(Records from a dataset)
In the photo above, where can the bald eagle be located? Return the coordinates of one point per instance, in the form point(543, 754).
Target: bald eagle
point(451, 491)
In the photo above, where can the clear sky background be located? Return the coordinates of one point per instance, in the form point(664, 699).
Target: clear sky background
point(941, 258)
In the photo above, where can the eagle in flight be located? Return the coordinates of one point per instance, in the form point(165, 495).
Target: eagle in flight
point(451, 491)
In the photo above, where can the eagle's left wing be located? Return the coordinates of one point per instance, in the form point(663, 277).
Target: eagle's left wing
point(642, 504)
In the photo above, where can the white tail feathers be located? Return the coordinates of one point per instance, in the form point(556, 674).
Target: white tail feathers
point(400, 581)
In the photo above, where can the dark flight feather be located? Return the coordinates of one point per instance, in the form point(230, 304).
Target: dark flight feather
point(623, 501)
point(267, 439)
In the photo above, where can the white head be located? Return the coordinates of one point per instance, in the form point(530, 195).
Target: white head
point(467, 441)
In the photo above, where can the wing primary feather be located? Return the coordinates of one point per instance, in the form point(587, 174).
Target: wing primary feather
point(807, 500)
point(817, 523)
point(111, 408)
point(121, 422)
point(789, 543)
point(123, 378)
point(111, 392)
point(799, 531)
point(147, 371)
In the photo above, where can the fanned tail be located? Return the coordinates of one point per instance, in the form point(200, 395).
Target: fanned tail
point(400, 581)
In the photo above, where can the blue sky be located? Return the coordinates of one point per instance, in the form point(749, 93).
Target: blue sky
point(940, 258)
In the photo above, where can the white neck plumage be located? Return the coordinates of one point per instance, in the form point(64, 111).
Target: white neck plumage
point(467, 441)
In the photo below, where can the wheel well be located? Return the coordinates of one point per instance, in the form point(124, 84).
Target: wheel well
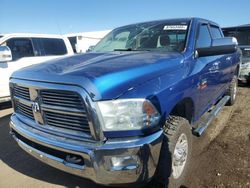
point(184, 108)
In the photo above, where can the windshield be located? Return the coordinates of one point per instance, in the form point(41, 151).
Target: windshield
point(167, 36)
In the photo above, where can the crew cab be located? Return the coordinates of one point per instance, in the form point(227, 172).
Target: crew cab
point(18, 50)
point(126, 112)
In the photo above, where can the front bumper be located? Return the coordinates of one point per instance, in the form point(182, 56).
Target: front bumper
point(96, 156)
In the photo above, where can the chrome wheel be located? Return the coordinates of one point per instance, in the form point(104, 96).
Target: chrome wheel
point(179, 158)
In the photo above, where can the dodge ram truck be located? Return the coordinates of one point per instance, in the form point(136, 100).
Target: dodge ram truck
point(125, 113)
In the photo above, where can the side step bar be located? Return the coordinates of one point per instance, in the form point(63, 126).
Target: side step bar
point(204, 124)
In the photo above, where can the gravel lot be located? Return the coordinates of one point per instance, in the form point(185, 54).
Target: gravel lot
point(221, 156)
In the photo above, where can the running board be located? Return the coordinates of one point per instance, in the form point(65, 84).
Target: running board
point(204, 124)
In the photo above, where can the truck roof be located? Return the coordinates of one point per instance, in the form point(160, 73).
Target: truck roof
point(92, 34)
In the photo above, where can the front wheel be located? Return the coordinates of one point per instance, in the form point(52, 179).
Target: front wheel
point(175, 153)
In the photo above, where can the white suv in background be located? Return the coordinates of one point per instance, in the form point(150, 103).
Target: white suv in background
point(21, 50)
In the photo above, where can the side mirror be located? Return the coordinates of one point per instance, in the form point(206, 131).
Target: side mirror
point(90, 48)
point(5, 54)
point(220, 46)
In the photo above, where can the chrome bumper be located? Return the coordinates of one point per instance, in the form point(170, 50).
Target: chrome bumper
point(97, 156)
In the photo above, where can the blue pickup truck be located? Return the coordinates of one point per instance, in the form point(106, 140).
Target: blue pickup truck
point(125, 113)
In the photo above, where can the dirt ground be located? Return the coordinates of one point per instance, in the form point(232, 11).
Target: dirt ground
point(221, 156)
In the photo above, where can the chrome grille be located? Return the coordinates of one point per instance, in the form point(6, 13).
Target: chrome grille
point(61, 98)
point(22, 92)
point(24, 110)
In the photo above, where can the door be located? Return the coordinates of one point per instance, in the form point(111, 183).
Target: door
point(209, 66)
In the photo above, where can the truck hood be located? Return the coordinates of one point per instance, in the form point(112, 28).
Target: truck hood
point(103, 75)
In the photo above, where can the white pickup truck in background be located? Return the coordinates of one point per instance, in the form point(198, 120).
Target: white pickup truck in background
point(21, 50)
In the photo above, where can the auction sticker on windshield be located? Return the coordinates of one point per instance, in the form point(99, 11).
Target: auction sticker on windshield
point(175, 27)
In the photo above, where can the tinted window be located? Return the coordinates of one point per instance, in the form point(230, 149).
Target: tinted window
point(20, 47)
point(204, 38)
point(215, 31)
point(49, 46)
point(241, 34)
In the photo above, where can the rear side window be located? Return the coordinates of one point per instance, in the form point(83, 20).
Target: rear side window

Exercise requirements>
Can you write out everything from the line containing "In the photo above, where can the wing" down to the line containing "point(940, 258)", both lines included, requests and all, adding 148 to each coordinate in the answers? Keep the numbers in the requests and their format samples as they are.

Response to the task>
In the photo above, where can the wing primary feather be located? Return the coordinates of one point per instance, in the form point(587, 174).
Target: wing primary feather
point(955, 648)
point(965, 671)
point(259, 556)
point(269, 570)
point(937, 691)
point(271, 526)
point(259, 540)
point(947, 679)
point(295, 519)
In the photo above, where can the fanned tail be located? Return the coordinates of one point per instance, in the form point(200, 395).
Target: fanned tail
point(548, 729)
In the photo above, where can the blue sky be located? Return the coordinates of one point per instance, in the form point(749, 93).
Target: blue sky
point(1088, 406)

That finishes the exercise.